SHORT EXERCISE> Reproduce the passage of the marriage advice thread from "My husband and" up to and including "for me anymore.".

# depressed and needing some advice...



## c0nfus3d (Jul 14, 2009)

My husband and I have so many issues, I don't even know where to start. Separately, we each have our own problems; I am extremely depressed and tend to have issues with anxiety. He has struggles with anger and aggression along with memory problems. I feel like the way we fight only exacerbates my depression and I'm not sure if our marriage is the best thing for me anymore.

Stupid thing is, I married him knowing we had all of these problems. I loved him and I still do. I just don't know if I can keep doing it. Since I am so depressed, I see a number of professionals on a regular basis. Three of these professionals have either called or talked to me in person about their concerns with how my husband treats me. They say that he is emotionally and verbally abusive. Of course, my husband disagrees. My biggest problem is that I always have to justify myself to him. If I have an opinion, idea, or feeling that differs his, he sees it as some sort of attack on him and starts to attack me. He also doesn't understand why I can't just snap out of being depressed as so many other people have it far worse than me. Often, our arguments lead to him screaming at me and me running around the house to try to get away from him. They have also ended with me self-injuring although most recently, I'll cry and then find a place in my house to hide. My husband struggles with giving me a break during our "discussions" and wants to fix things right then and there. He also doesn't understand how I wanted to marry him when things were much worse (i.e. our fights leading to him breaking things, me self-injuring) and now that things are better (him talking aggressively until I run and hide) I'm doubtful.

We've only been married for 2 years but we have been dealing with problems for 5-6. I'm pretty sure I can't go on doing this yet I feel so guilty doubting our relationship... I just don't know what to do. He's come with me to some of my individual sessions and we've even gone to couples sessions together... he just has a difficult time following through with what's discussed. I feel like I've made a decision, a promise and that I should do what it takes to stick it through. I'm used to putting other people's happiness in front of my own. There is just a small part of me that isn't so sure if this is what I should keep doing....

I'm sorry this post is so long, any advice would be appreciated.


----------



## Boucaques07 (Sep 2, 2009)

Get a divorce. Neither of you should be in any type of relationship if the mental illness on both sides is as severe as you describe it. These type of relationships end up with somebody hurt badly physically and emotionally. Break it off ASAP.


----------

Excerpt from a dataset>
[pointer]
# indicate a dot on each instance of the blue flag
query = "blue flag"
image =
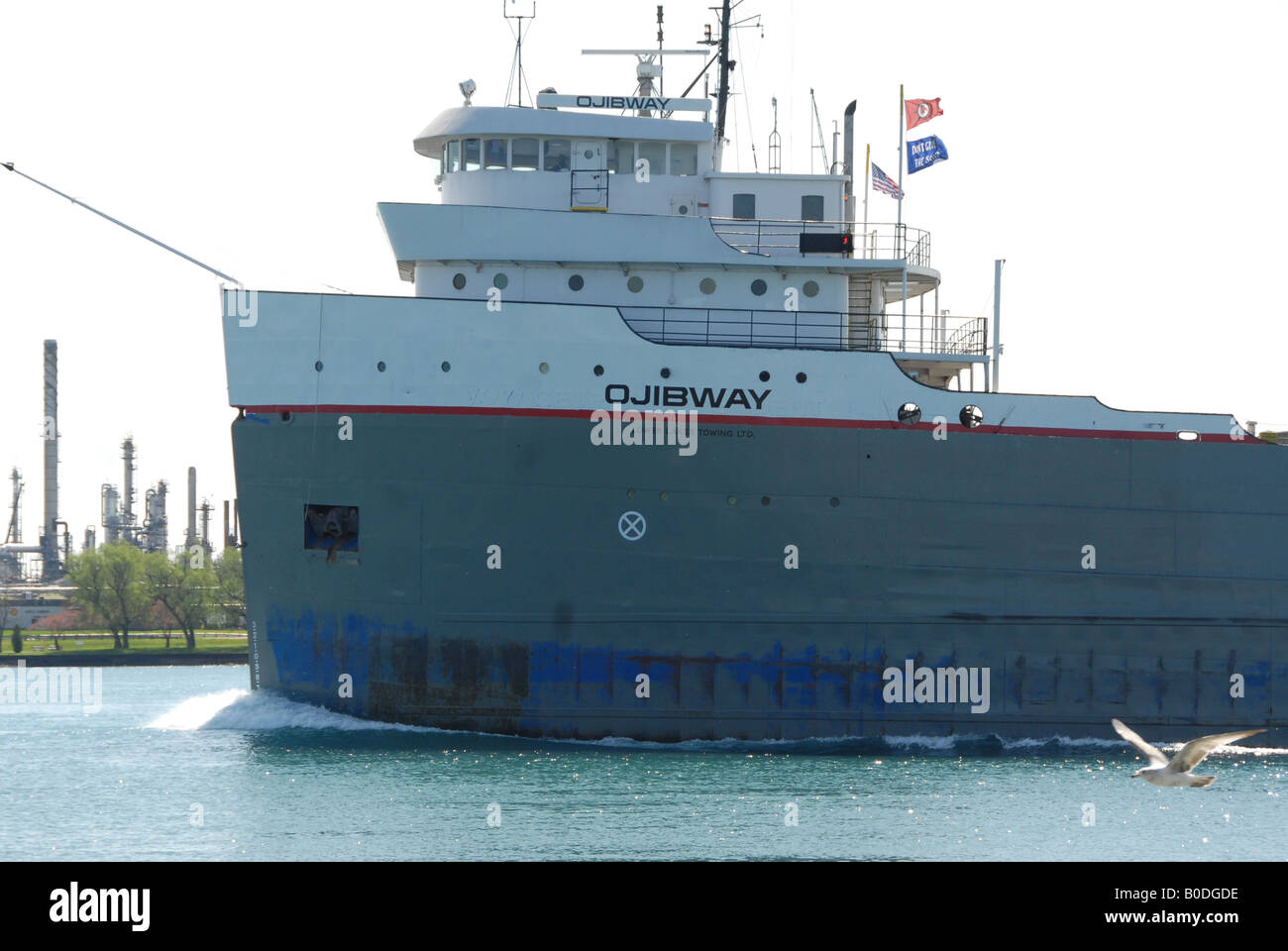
(925, 153)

EXPECTED ANSWER>
My husband and I have so many issues, I don't even know where to start. Separately, we each have our own problems; I am extremely depressed and tend to have issues with anxiety. He has struggles with anger and aggression along with memory problems. I feel like the way we fight only exacerbates my depression and I'm not sure if our marriage is the best thing for me anymore.